-- 原文 --
★ ★ ★ ★ ★ ★ ★
2017年12月1日金曜日

191 硬さと柔らかさ、強さと弱さ:石とロボット

 常識はずれのものがあると、最初は驚いたり、不思議に思ったりします。やがて無視したり、それは例外だと忘れてしまうでしょう。しかし、例外を真摯に見つめることで、新たな発見があるかもしれません。

 石は硬いものです。では、石なのに、ぐにゃぐにゃ曲がるようなものがあったとすると、それは意表をつく、信じられないものとなるはずで。実際に、コンニャクのように柔らかい石があります。名前もそのままに、「こんにゃく石」と呼ばれています。英名はイタコルマイト(Itacolumite)と呼ばれています。
 イタコルマイトは、ミナスジェライス州オルト・プレート地区にある「イタコロミ(Itacolumi)山」で見つかったことから付けらたものです。岩石としては、砂質片岩と呼ばれるものですが、石英と雲母が多い片岩で、片理の発達しているものが、よりよく曲がります。曲がりやすいという特徴があるので、撓曲(とうきょく)石英片岩とも呼ばれています。産地では、このこんにゃく石が重要な資源として採掘しています。地域の建築資材として利用されています。
 私たちは、石は固いものという常識、先入観を持っています。しかし、このようなこんにゃく石の仕組みを解明して、それを技術として応用できれば、人類にとって、役に立つ素材になることもあるでしょう。
 岩石は、金属元素と非金属元素が強く結合した鉱物からでてきます。ですから、工業素材の分類でいえば、セラミックの一種といえます。セラミックは、金属と高分子と並ぶ、三大材料の一つになります。元素の組み合わせが、いろいろとできるので、多様な素材が開発されています。例ば、古くは陶磁器、れんが、タイル、セメント、ガラスから、現在では電子用、切削用、研磨用、生体用の素材、あるいは合成宝石など、いろいろなものが利用されています。
★ ★ ★ ★ ★ ★ ★
-- 課題の内容 --
こんにゃく石を扱った原文から、「セラミックは、金属と高分子と並ぶ、三大材料の一つになります。」という一文を英語に訳しなさい。

-- 使える資料 --
★ ★ ★ ★ ★ ★ ★
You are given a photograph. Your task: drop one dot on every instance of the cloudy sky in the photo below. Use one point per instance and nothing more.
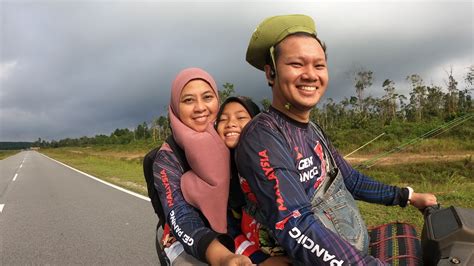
★ ★ ★ ★ ★ ★ ★
-- 正しい結果 --
Ceramics are one of the three major classes of materials, alongside metals and polymers.